説明

光学機能膜貼着装置

【課題】異なる複数サイズの基板への光学機能膜を貼着するに当って、光学機能膜を吸着保持する部材の吸着孔の開閉機構の構成を簡略化でき、基板に貼り付ける際に、空気の巻き込みを防止する。
【解決手段】左右に設けたホルダドラム10,10に複数の吸着孔11aからなる先頭吸着孔群11Hと、小判後端側吸着孔群11S,中判後端側吸着孔群11M,大判後端側吸着孔群11Lが形成され、積層フィルム体4S,4M,4Lの偏光フィルム2S,2M,2Lのいずれかの先端部を先頭吸着孔群11Hに、後端側の部位を吸着孔群11S,11M,11Lに吸着させて、パネル基板1S,1Mまたは1Lをホルダドラム10,10間に挟持させて、これらホルダドラム10を回転させることにより偏光フィルムをパネル基板側に貼着させる。

【発明の詳細な説明】
【技術分野】
【0001】
本発明は、ガラス基板等からなる薄板で長方形や正方形といった四角形状の基板に偏光板,位相差板,反射防止フィルムその他の光学機能膜を貼着するための光学機能膜貼着装置に関するものであり、特に異なるサイズの基板に、それぞれほぼ全面に光学機能膜を密着するように貼着できる光学機能膜貼着装置に関するものである。
【背景技術】
【0002】
例えば、液晶ディスプレイ等のフラットパネルディスプレイには、ガラス基板等からなるパネル基板の表裏両面またはいずれか一方の面に偏光板,位相差板,反射防止フィルムその他の光学機能を有する光学機能膜が貼り付けられる。これら光学機能膜はフィルム部材で形成され、その表面に保護膜が積層されて積層フィルム体として構成するのが一般的である。そして、保護膜はパネル基板に貼り付ける直前に光学機能膜から剥離される。従って、光学機能膜貼着装置は、光学機能膜と保護膜とを積層した積層フィルム体を位置決め保持するようになし、次いで保護膜を剥離し、その後に基板に貼り付けることになる。
【0003】
光学機能膜の貼着装置としては、特許文献1のように構成したものが従来から用いられている。この公知の装置は、光学機能膜としてフィルム状の偏光板を液晶セル基板に貼り付けるように構成したものであり、基板は立てた状態で搬送され、この搬送経路の途中位置に所要の処理がなされるものである。この処理としては、まず基板の洗浄・乾燥が行われ、次のステージで偏光板が貼着されることになる。偏光板には保護フィルムが積層されて、積層フィルムとして構成されており、基板に貼着される前に、保護フィルムは除去される。このために、偏光板と保護フィルムとの積層フィルムを概略垂直方向に向けた吸着面を有するセットテーブルが基板の搬送ラインの両側に配置されており、このセットテーブルの吸着面に保護膜を外側にして積層フィルムが吸着保持させるようにしている。そして、偏光板から保護膜を剥離して、基板が搬送されると、両側のセットテーブルを基板に向けて移動させ、両側から加圧することによって、基板の両面に偏光板が貼着される。

■ **出典抜粋**
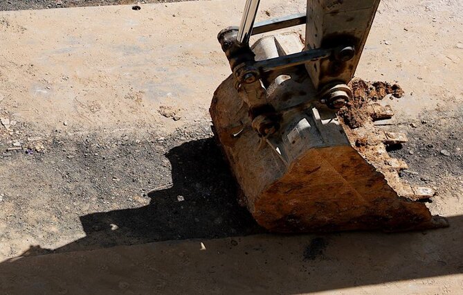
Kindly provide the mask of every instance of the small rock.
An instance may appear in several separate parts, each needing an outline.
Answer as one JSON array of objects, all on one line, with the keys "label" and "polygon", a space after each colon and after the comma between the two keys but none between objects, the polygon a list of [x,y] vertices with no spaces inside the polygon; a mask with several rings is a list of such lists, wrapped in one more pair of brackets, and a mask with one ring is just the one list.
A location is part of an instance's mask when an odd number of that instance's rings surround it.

■ **設問**
提示文によると、特許文献1の公知の装置では、基板はどのような状態で搬送されますか。

■ **解答全文**
立てた状態で搬送されます。